**EJERCICIOS:**
**A.** En el hilo sobre VBA, busca la línea de código que empieza con "NomHoja =". Enumera todos los nombres de esa línea a los que se asigna un valor con "=" o ":=".
**B.** Continúa, por favor, el hilo sobre VBA desde el punto en que se detiene.

**FRAGMENTO PARA LEER:**

■ ■ ■

Eso es lo que modifiqué de tu macro, el problema es que soy nuevo en VBA y no sé como hacer el cuadro de dialogo que almacene el nombre de la hoja.


----------



## Marcelo Branco (Oct 27, 2010)

> Eso es lo que modifiqué de tu macro, el problema es que soy nuevo en VBA y no sé como hacer el cuadro de dialogo que almacene el nombre de la hoja.


 
No necessitas. Vea mi respuesta anterior.

Pero si alguna vez necesita, haga exactamente lo que hice para obtener el número de eventos y dispositivos.

Crie una variable string, digamos NomHoja, y
NomHoja = Application.InputBox(Prompt:="Ingrese Nombre de Hoja", Type:=2)

Para string tiene que usar Type=2

Vea
http://www.ozgrid.com/VBA/inputbox.htm

M.


----------



## Marcelo Branco (Oct 27, 2010)

■ ■ ■

**DATOS GUARDADOS:**
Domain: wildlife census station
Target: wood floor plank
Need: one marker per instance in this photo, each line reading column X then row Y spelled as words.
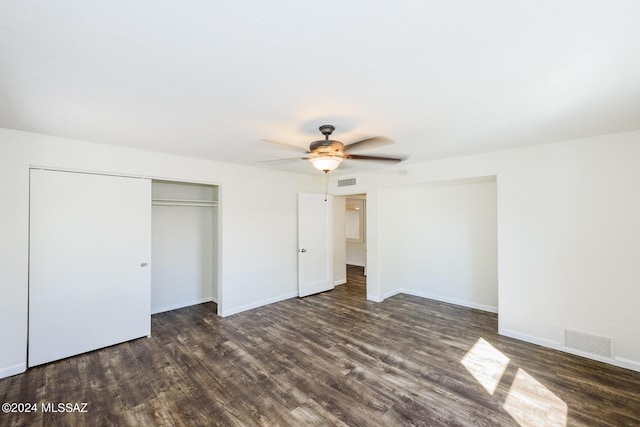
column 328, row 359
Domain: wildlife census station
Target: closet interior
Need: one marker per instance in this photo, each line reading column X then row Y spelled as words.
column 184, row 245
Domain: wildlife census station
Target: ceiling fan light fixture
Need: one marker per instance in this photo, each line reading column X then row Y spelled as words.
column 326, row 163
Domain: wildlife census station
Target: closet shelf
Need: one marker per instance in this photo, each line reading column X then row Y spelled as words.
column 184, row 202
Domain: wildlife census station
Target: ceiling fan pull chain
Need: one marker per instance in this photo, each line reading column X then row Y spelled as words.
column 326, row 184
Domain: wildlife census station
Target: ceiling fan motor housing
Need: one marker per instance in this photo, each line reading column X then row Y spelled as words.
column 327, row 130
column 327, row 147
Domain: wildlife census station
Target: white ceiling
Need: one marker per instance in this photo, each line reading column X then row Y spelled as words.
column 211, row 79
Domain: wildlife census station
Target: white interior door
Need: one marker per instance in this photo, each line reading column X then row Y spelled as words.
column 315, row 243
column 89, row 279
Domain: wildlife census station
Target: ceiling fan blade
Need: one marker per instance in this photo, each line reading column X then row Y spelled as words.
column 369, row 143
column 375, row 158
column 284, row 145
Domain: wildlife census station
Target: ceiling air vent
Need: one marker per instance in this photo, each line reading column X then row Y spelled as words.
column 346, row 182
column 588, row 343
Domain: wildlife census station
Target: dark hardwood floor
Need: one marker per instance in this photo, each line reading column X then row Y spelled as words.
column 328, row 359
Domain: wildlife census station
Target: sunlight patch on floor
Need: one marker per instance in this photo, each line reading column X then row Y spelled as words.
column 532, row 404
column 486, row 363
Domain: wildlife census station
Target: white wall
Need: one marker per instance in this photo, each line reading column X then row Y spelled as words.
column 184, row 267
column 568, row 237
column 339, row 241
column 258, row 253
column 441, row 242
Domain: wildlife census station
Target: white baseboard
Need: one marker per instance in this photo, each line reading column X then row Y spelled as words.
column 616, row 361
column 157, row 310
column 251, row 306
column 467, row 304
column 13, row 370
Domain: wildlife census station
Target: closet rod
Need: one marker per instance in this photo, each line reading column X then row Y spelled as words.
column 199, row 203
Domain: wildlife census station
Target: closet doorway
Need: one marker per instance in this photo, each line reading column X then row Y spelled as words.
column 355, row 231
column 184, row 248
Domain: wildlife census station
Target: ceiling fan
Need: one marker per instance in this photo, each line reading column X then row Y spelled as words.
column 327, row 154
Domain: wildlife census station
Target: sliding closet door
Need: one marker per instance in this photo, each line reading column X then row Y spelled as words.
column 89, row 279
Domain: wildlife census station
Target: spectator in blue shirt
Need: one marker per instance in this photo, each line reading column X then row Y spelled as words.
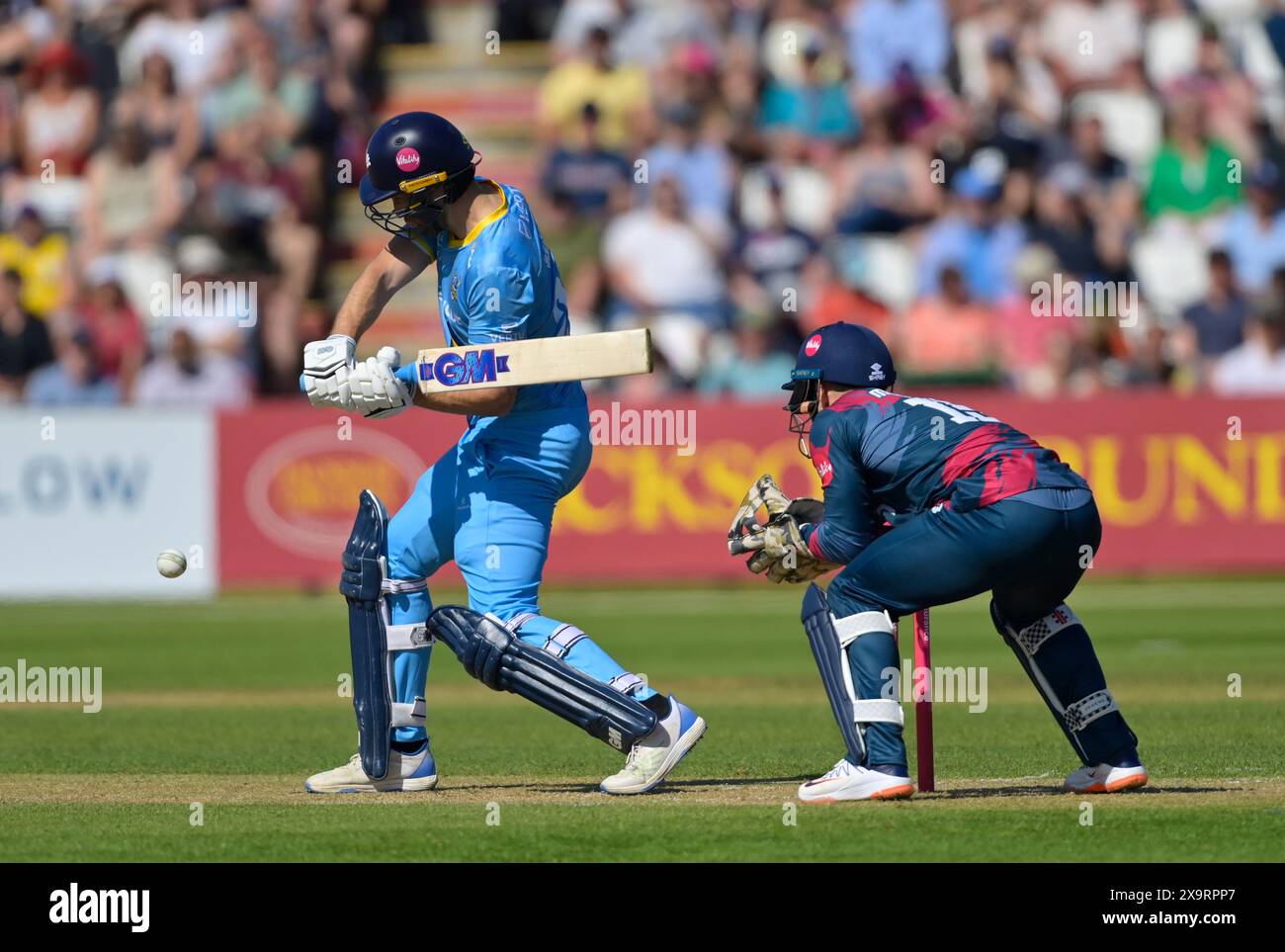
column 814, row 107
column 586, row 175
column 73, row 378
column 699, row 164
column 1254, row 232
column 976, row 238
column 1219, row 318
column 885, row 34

■ ■ ■

**RESPUESTAS POR TAREA:**
**A.** NomHoja, Prompt, Type

**B.**
> en verdad los N° de veces son variables, dependen de cada evento, pero el For 1 to NumCorr lo ejecuta sin problemas, el problema es que se descompagina la tabla.


 
Lo número de veces dependen del evento, y son los mismos para todos los dispostivos deste evento?

Es decir, si ingressamos con 3 para No.Veces todos los dispositivos serán com 3 lineas. És esto?


M.


----------



## Marcelo Branco (Oct 27, 2010)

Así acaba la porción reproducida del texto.